WHAT IS REQUIRED - Without the images, write out all of the following entries exactly.

=== MATERIAL SHOWN ===

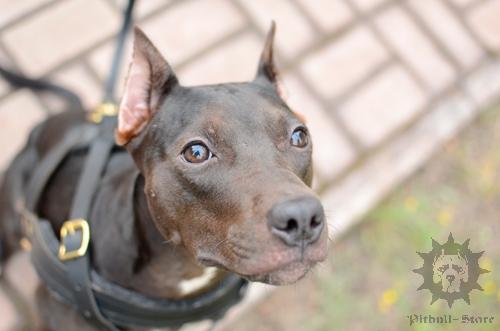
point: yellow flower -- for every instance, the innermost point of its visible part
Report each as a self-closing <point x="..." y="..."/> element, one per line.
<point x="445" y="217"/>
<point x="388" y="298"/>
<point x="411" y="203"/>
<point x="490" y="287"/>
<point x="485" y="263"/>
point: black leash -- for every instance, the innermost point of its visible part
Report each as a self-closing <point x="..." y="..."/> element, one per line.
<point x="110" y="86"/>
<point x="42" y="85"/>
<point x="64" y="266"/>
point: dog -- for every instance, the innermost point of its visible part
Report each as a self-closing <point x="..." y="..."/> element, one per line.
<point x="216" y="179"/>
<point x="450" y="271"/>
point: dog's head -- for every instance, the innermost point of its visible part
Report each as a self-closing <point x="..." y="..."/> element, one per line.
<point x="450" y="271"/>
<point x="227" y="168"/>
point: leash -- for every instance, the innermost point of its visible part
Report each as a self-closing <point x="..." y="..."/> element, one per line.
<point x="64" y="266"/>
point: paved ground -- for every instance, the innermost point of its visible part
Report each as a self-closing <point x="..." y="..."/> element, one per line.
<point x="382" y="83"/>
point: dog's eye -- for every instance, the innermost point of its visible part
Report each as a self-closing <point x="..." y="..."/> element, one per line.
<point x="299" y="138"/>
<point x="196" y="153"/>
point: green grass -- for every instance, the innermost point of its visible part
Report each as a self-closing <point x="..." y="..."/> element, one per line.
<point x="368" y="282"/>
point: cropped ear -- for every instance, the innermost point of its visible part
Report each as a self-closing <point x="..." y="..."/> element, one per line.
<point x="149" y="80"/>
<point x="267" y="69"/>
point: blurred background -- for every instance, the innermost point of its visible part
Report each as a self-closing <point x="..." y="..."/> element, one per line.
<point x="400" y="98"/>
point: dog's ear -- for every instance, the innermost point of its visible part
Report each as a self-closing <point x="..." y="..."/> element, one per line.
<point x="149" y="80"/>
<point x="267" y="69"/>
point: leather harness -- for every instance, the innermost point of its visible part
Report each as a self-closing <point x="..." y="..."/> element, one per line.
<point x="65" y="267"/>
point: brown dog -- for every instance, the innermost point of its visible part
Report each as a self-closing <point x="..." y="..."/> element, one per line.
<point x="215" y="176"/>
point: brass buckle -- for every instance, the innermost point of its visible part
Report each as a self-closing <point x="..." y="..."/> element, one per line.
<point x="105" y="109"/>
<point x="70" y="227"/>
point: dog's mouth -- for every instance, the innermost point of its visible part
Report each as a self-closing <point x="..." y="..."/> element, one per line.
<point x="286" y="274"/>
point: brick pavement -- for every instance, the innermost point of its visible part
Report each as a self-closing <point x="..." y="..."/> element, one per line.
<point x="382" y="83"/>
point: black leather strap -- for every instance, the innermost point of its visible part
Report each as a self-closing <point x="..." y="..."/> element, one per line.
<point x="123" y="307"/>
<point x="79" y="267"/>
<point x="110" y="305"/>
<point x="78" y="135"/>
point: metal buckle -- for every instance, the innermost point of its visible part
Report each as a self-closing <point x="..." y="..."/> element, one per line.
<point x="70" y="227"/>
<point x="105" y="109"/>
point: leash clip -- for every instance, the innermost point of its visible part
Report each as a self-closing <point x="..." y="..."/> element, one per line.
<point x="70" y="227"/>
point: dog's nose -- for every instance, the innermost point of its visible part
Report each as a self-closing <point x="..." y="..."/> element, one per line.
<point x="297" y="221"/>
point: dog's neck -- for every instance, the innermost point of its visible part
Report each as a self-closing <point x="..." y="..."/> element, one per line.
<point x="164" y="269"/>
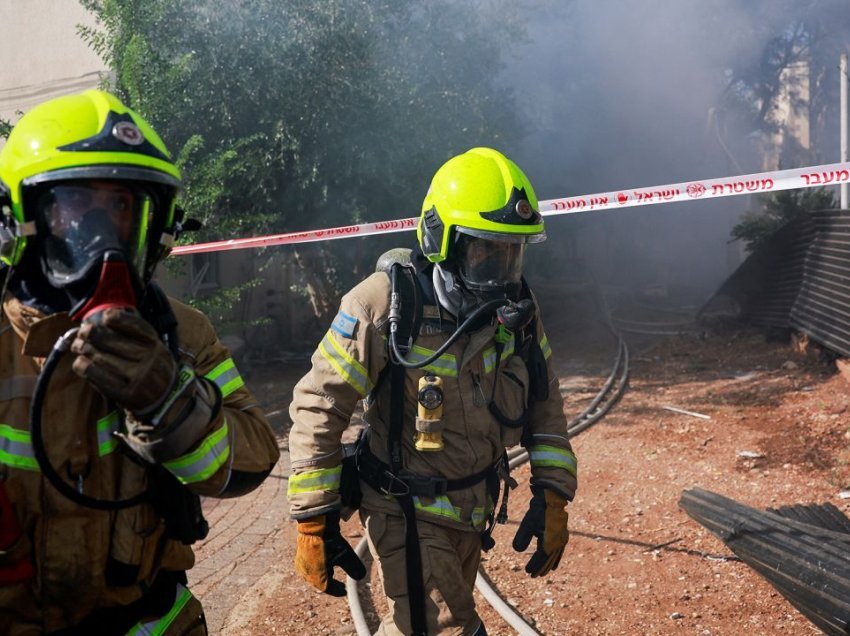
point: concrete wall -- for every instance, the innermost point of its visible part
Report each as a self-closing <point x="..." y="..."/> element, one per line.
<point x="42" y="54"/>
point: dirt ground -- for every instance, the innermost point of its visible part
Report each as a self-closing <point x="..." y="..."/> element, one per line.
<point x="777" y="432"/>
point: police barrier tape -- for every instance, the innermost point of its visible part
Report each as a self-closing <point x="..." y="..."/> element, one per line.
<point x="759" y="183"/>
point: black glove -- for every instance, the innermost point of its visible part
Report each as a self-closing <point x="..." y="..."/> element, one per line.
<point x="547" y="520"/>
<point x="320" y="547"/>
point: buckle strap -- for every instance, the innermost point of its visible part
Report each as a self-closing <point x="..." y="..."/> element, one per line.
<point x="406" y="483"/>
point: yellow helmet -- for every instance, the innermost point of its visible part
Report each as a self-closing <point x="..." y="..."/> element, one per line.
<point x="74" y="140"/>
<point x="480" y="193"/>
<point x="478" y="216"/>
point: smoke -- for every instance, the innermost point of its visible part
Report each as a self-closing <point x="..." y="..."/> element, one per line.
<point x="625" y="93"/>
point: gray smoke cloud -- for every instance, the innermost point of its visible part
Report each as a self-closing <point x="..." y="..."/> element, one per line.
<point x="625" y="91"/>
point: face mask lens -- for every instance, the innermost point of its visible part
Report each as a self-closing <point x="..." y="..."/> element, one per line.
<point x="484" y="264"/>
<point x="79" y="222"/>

===

FINISHED ANSWER -
point: yellow flower -- for every instance, the innermost point of its visible part
Report each as a self-closing <point x="..." y="..."/> element, one per line.
<point x="445" y="217"/>
<point x="388" y="298"/>
<point x="411" y="203"/>
<point x="490" y="287"/>
<point x="485" y="263"/>
point: black leash -- for every instance, the innermost point of its visible part
Report each as a self-closing <point x="..." y="..."/> element, one per line.
<point x="110" y="86"/>
<point x="42" y="85"/>
<point x="64" y="266"/>
point: dog -- for every instance, the innermost point of its visible part
Report each as a self-closing <point x="..." y="..."/> element, one per line.
<point x="216" y="179"/>
<point x="450" y="271"/>
point: dog's head -- for every instance, the innermost point of its visible part
Report each as a self-closing <point x="..." y="..."/> element, one per line.
<point x="450" y="271"/>
<point x="227" y="168"/>
point: leash -- for every instance, the innermost point of its visible part
Report each as a self-closing <point x="..." y="..."/> element, one per line.
<point x="64" y="266"/>
point: paved ground -- for every instance, the innermost point of its visible part
Report each as a self-closing <point x="..." y="..."/> element, one per line.
<point x="382" y="83"/>
point: dog's eye -- for every instance, the innermost point of its visible part
Report each as a self-closing <point x="..." y="..."/> element, one per line.
<point x="299" y="138"/>
<point x="196" y="153"/>
point: green grass -- for every instance, the innermost point of its visible part
Report each as a self-closing <point x="..." y="..."/> element, one per line.
<point x="368" y="282"/>
point: cropped ear -- for every instance, the innermost point of its visible part
Report each as a self-closing <point x="..." y="..."/> element, one per line.
<point x="149" y="80"/>
<point x="267" y="69"/>
point: blurred background -- for every instance, the innermost point of its visible part
Report each as a self-closing <point x="..." y="..."/> element, one per line.
<point x="400" y="98"/>
point: dog's ear -- for every instance, the innermost point of its visible part
Report each as a self-closing <point x="..." y="..."/> element, one per line.
<point x="149" y="80"/>
<point x="267" y="69"/>
point: leather harness -- for every instance, the innermost point of its visible part
Report each as a self-closing <point x="..." y="..."/> element, one per line.
<point x="65" y="267"/>
point: brown dog -- for every instance, the innermost point of its visible part
Report each as a self-closing <point x="..." y="..."/> element, one per line.
<point x="215" y="176"/>
point: brass buckle -- for every instance, the innermost point of its visible part
Report each as a self-closing <point x="..." y="..."/> element, one per line.
<point x="105" y="109"/>
<point x="70" y="227"/>
point: dog's mouth -- for every instance, the innermost point of its visible part
Report each as a self-closing <point x="..." y="..."/> element, one per line.
<point x="286" y="274"/>
point: brick pavement -- for every instance, the innermost point of its visible part
Report each as a self-closing <point x="..." y="..."/> element, one per line.
<point x="382" y="83"/>
point: black leather strap -- for every instance, the innermost point of its visible part
Report each as a self-closing <point x="..." y="..."/> element, one per line.
<point x="123" y="307"/>
<point x="79" y="267"/>
<point x="110" y="305"/>
<point x="78" y="135"/>
point: metal buckle -- for every instance, the innermost point of its visible part
Report each as a self-closing <point x="..." y="..."/> element, one per line.
<point x="70" y="227"/>
<point x="105" y="109"/>
point: leash clip -- for every instance, the innermost point of its visible part
Report each as a self-closing <point x="..." y="..."/> element, one per line.
<point x="70" y="227"/>
point: dog's nose -- for every instance, the innermost point of its visible part
Report each as a self-closing <point x="..." y="..."/> element, one per line.
<point x="297" y="221"/>
point: dog's neck -- for every instance, the innermost point of its visible part
Report each as a self-closing <point x="..." y="..."/> element, one per line.
<point x="164" y="269"/>
point: concrete wall -- for every instance, the innermost point of its visible part
Report each as a self-closing <point x="..." y="..."/> element, one per line.
<point x="42" y="54"/>
point: dirt ground -- for every instance, the innermost point of its visible part
Report each as a self-closing <point x="..." y="..."/> element, one per line.
<point x="777" y="432"/>
point: police barrier tape -- for every instance, the innermost point of its visible part
Report each as a self-closing <point x="..." y="..."/> element, one per line.
<point x="759" y="183"/>
point: black glove -- for every instance, the innermost point of its visible part
Report each as a self-closing <point x="..." y="..."/> element, one per line.
<point x="547" y="520"/>
<point x="320" y="547"/>
point: buckle strap -- for every instance, the innermost point of its visible part
Report each as a self-closing <point x="..." y="..."/> element, one per line.
<point x="406" y="483"/>
point: yellow helmet -- for every instance, the innermost point of its visible part
Report each as a self-closing <point x="..." y="..."/> element, one per line.
<point x="74" y="140"/>
<point x="480" y="193"/>
<point x="478" y="216"/>
point: smoke -- for every instance, the innermost point of its visible part
Report each as a self-closing <point x="..." y="..."/> element, one per line.
<point x="625" y="93"/>
point: gray smoke cloud -- for every instance, the innermost point of its visible part
Report each as a self-closing <point x="..." y="..."/> element, one per line.
<point x="625" y="91"/>
point: face mask lens -- for every instance, the innermost point of its visible part
Report each as a self-closing <point x="..." y="..."/> element, one per line.
<point x="484" y="264"/>
<point x="79" y="222"/>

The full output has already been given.